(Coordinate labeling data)
━━━━━━━━━━━━━━━━━━━━

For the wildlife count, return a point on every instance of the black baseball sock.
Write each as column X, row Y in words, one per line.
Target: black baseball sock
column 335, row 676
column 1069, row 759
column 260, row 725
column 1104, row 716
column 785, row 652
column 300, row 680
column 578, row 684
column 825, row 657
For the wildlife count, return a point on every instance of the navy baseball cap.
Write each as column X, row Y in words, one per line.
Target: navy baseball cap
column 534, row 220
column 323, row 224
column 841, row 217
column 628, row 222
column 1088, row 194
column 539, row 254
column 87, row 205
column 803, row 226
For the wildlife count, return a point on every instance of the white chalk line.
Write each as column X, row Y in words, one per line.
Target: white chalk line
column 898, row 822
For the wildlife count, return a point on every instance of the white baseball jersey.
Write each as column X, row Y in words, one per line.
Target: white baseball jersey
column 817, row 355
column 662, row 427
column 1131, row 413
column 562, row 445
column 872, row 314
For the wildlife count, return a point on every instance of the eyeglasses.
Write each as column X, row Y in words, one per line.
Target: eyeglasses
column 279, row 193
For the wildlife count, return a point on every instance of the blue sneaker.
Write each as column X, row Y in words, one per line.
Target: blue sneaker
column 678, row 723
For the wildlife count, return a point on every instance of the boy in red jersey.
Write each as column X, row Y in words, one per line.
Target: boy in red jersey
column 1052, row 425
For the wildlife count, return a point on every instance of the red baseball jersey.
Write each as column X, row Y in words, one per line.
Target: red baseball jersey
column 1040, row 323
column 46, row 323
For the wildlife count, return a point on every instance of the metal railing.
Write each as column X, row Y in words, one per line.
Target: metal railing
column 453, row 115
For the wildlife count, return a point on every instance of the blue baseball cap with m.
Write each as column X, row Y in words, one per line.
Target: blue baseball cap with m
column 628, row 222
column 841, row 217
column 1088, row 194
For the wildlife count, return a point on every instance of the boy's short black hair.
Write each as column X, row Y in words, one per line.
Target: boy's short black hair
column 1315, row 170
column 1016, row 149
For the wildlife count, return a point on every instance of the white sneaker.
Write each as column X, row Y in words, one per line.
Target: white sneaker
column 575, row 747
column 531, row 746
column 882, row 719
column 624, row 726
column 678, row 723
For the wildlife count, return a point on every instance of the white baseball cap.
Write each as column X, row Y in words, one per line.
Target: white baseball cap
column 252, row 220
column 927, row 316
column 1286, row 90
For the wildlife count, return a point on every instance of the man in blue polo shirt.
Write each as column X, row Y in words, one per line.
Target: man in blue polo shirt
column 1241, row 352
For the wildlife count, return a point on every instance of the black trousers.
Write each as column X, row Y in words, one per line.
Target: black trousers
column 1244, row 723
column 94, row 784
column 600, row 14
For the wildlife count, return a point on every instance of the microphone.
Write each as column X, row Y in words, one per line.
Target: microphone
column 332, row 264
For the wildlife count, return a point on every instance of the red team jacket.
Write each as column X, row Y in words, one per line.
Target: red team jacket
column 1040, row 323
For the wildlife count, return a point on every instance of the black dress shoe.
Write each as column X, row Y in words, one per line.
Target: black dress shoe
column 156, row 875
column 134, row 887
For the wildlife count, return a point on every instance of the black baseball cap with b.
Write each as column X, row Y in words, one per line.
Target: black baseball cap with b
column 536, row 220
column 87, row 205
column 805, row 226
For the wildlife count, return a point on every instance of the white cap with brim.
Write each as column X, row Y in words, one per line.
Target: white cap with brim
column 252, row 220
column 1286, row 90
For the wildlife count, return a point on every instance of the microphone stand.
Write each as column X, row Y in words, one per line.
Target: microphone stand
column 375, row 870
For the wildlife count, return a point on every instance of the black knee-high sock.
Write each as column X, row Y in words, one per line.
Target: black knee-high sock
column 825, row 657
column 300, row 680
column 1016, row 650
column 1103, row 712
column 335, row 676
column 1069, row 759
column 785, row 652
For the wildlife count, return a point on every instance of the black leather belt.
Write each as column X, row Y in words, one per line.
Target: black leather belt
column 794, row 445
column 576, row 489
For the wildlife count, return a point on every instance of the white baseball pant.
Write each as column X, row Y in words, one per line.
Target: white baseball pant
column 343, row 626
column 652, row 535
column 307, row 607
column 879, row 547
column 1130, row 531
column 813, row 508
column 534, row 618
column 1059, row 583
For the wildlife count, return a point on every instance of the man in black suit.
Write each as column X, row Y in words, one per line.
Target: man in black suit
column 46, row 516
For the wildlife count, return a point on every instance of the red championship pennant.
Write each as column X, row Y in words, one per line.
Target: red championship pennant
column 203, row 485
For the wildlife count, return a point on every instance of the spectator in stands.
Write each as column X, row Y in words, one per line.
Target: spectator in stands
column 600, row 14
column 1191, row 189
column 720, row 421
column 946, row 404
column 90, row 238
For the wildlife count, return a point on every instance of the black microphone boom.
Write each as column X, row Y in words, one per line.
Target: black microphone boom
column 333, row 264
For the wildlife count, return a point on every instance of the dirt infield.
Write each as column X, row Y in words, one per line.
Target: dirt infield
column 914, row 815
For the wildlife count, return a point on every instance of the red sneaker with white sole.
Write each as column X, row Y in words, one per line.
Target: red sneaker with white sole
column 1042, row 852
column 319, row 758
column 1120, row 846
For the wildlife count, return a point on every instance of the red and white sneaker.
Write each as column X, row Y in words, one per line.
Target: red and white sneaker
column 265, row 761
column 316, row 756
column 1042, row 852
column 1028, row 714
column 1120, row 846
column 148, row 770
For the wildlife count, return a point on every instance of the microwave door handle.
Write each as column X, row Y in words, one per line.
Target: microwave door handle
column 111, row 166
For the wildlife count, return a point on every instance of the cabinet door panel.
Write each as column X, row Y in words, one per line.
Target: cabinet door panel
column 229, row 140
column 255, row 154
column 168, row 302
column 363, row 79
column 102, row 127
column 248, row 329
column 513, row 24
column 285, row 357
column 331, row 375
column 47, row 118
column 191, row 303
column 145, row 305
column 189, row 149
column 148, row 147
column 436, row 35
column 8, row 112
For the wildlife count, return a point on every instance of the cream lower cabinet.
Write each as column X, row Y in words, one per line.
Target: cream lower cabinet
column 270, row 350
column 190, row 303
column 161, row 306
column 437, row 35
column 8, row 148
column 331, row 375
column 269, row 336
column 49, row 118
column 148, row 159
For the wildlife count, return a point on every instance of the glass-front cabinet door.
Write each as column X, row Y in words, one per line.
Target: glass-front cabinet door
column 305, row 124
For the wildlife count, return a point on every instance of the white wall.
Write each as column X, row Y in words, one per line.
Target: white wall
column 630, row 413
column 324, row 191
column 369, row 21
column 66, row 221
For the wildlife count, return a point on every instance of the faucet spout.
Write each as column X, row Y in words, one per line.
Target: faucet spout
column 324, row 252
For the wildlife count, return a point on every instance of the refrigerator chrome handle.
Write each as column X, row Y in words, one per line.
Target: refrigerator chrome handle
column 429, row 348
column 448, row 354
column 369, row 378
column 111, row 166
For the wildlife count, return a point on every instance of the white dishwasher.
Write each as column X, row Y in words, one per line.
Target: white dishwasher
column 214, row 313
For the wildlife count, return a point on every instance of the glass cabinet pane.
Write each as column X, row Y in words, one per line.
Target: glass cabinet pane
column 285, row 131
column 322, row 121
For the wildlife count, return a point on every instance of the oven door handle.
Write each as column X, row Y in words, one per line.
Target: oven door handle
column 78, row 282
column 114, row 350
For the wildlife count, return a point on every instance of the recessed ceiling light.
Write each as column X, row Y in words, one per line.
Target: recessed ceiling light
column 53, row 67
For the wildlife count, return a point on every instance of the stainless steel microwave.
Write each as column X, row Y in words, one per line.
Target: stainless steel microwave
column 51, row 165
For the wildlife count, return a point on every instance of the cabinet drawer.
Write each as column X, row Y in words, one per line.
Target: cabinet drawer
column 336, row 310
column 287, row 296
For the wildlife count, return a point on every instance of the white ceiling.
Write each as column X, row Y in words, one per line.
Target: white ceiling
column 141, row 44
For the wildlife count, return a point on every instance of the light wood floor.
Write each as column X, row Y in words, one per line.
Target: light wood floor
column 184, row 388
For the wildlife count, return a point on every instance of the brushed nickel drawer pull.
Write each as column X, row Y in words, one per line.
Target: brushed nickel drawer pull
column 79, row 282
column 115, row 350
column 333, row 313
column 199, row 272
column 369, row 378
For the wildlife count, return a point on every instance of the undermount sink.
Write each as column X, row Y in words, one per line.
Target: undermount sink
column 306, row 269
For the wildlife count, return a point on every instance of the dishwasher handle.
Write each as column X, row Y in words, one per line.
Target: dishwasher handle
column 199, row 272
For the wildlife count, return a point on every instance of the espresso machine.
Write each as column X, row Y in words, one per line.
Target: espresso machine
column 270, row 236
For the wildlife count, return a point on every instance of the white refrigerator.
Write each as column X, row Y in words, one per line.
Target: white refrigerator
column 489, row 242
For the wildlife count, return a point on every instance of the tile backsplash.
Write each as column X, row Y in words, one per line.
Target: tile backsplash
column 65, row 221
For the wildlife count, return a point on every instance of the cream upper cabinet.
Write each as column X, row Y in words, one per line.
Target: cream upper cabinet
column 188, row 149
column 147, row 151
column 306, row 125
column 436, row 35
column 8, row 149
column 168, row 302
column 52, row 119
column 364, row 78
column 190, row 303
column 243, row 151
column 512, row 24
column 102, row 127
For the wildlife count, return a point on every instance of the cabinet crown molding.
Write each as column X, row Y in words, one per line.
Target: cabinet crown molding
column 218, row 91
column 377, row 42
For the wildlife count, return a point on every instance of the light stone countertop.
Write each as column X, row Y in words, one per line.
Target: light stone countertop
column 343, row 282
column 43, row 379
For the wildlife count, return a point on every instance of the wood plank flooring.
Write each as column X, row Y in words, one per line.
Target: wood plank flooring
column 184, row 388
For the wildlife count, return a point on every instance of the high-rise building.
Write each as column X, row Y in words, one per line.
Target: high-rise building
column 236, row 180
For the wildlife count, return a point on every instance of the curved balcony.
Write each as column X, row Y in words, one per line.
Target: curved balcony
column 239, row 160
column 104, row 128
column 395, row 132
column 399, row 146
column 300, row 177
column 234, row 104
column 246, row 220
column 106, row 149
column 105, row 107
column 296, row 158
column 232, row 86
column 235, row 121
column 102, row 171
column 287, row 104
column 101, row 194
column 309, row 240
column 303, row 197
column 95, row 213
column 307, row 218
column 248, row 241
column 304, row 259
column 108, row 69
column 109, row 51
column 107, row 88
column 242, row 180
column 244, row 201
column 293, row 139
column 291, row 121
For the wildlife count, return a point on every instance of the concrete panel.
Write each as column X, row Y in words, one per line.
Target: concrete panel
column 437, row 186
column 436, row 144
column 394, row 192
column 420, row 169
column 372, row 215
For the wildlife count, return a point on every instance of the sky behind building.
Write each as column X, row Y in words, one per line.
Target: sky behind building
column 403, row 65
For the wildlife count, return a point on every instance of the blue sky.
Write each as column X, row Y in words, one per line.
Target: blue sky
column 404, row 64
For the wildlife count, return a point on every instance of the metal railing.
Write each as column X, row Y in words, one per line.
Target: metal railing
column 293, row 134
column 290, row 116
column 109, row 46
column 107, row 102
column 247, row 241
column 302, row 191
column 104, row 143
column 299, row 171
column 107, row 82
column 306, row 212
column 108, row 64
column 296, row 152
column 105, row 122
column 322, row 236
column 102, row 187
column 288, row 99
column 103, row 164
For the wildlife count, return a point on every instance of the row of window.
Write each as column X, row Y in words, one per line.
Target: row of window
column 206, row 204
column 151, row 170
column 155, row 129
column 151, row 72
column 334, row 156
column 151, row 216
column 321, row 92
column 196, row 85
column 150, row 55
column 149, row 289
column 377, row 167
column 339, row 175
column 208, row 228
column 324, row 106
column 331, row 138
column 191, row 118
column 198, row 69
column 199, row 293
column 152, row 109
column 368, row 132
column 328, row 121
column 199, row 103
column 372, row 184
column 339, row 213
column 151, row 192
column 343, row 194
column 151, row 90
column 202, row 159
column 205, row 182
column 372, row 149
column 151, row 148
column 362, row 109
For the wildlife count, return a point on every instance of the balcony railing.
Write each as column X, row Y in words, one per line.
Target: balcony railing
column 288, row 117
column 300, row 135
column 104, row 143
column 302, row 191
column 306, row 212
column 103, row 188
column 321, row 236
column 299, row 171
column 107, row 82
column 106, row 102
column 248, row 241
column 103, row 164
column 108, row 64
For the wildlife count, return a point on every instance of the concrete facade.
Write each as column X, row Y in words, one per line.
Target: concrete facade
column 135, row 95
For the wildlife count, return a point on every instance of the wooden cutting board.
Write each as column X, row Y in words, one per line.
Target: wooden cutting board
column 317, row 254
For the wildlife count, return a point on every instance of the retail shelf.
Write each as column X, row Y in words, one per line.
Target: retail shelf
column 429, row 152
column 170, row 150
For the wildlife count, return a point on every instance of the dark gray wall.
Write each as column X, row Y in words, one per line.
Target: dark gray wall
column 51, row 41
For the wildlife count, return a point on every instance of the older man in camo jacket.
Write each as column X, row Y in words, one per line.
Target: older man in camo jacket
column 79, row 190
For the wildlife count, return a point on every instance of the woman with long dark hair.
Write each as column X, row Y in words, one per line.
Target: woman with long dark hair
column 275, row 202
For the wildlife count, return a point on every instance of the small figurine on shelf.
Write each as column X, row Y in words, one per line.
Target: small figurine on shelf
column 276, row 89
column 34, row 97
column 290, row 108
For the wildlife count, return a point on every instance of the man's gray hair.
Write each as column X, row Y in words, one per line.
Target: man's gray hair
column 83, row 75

━━━━━━━━━━━━━━━━━━━━

● **SET PROBLEM**: Starting at the line that contains "the retail shelf.", write out every line to the end of the entries, exactly as given.

● **RESPONSE TO THE TASK**:
For the wildlife count, return a point on every instance of the retail shelf.
Write each as column X, row Y in words, one per line.
Target: retail shelf
column 429, row 152
column 170, row 150
For the wildlife count, return a point on every instance of the dark gray wall.
Write each as column X, row Y in words, one per line.
Target: dark gray wall
column 51, row 41
For the wildlife count, return a point on every instance of the older man in camo jacket.
Write each as column X, row Y in words, one per line.
Target: older man in camo jacket
column 79, row 190
For the wildlife count, return a point on every instance of the woman with long dark hair.
Write each as column X, row Y in words, one per line.
Target: woman with long dark hair
column 275, row 202
For the wildlife count, return a point on every instance of the small figurine on shelf.
Write each as column X, row Y in words, one per line.
Target: small figurine on shelf
column 276, row 89
column 34, row 97
column 290, row 108
For the wildlife count, return a point on every instance of the man's gray hair.
Write each as column X, row Y in words, one per line.
Target: man's gray hair
column 83, row 75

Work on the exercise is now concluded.